*Work required*
Copy, from the material below, each line where "windshield" shows up.
*****
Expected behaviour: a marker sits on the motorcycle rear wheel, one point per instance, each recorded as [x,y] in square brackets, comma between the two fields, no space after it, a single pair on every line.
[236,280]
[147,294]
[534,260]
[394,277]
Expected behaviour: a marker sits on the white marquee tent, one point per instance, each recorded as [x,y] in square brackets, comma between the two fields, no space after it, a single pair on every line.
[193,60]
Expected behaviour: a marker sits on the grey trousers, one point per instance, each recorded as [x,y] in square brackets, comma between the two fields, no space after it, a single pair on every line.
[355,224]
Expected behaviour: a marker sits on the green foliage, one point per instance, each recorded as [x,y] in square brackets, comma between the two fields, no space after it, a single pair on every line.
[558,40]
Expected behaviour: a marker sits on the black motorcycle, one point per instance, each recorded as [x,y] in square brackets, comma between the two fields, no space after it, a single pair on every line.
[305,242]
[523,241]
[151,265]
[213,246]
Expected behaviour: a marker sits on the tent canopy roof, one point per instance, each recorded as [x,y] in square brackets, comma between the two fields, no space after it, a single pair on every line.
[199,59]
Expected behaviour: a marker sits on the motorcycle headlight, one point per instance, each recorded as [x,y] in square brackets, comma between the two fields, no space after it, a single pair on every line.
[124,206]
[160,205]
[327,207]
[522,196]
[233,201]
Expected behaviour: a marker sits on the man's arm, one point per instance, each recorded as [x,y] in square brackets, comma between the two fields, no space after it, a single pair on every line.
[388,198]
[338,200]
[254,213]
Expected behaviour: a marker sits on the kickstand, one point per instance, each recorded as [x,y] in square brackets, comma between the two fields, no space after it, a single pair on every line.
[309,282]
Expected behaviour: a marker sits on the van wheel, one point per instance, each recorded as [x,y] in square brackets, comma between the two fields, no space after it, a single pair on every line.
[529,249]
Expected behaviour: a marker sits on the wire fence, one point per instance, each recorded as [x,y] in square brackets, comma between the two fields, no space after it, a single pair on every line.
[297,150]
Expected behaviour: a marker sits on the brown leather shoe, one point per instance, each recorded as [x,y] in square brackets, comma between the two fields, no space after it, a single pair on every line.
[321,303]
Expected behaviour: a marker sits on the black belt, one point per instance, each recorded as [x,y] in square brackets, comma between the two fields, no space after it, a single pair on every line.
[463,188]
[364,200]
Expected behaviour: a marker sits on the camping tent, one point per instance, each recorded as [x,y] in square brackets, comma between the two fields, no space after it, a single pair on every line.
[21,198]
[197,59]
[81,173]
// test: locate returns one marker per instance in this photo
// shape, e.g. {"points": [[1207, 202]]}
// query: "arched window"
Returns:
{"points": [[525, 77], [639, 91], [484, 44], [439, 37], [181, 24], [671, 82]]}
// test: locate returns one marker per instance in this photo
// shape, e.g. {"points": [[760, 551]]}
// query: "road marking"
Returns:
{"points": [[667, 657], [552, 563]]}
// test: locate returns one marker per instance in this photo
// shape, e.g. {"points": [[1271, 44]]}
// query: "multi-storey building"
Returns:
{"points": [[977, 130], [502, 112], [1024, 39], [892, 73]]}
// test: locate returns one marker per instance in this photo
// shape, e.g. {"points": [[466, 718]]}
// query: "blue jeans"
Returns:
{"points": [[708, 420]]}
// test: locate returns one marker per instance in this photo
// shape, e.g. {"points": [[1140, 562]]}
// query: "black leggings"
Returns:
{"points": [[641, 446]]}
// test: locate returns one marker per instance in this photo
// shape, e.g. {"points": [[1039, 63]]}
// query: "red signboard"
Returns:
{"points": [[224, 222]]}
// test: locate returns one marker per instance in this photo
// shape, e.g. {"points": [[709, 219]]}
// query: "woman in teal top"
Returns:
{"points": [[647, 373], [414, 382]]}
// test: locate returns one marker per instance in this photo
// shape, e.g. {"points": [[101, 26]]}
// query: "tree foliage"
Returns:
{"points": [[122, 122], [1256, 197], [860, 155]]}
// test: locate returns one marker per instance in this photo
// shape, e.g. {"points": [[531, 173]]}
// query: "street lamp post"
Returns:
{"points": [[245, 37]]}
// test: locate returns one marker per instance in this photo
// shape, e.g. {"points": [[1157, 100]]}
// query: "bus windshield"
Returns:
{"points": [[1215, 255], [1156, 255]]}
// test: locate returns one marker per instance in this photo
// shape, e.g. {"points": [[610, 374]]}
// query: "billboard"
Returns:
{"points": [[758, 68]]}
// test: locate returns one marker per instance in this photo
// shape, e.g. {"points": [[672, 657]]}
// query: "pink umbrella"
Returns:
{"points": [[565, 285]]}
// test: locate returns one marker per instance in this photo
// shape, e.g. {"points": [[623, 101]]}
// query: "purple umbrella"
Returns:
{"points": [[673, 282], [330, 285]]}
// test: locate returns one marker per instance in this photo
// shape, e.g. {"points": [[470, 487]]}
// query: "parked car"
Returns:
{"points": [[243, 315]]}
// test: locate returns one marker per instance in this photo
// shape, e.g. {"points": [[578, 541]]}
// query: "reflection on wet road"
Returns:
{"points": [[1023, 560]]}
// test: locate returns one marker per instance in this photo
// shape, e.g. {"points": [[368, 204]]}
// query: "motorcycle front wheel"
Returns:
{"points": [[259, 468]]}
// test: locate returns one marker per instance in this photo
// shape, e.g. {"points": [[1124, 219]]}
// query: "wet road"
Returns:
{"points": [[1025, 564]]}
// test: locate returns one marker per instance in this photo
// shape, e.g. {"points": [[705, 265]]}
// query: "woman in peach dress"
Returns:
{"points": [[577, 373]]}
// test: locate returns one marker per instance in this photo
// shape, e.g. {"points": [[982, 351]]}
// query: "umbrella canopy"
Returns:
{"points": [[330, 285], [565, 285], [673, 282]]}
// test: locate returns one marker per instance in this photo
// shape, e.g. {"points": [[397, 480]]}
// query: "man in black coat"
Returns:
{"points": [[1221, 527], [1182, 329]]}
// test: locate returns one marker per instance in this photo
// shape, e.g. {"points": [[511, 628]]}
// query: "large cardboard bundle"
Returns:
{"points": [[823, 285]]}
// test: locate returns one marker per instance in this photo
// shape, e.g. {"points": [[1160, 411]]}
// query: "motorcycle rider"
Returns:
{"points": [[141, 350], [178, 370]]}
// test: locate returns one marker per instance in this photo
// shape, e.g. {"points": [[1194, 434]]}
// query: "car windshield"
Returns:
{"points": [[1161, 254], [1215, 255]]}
*****
*Answer to the problem*
// query: "bus windshield"
// query: "car windshield"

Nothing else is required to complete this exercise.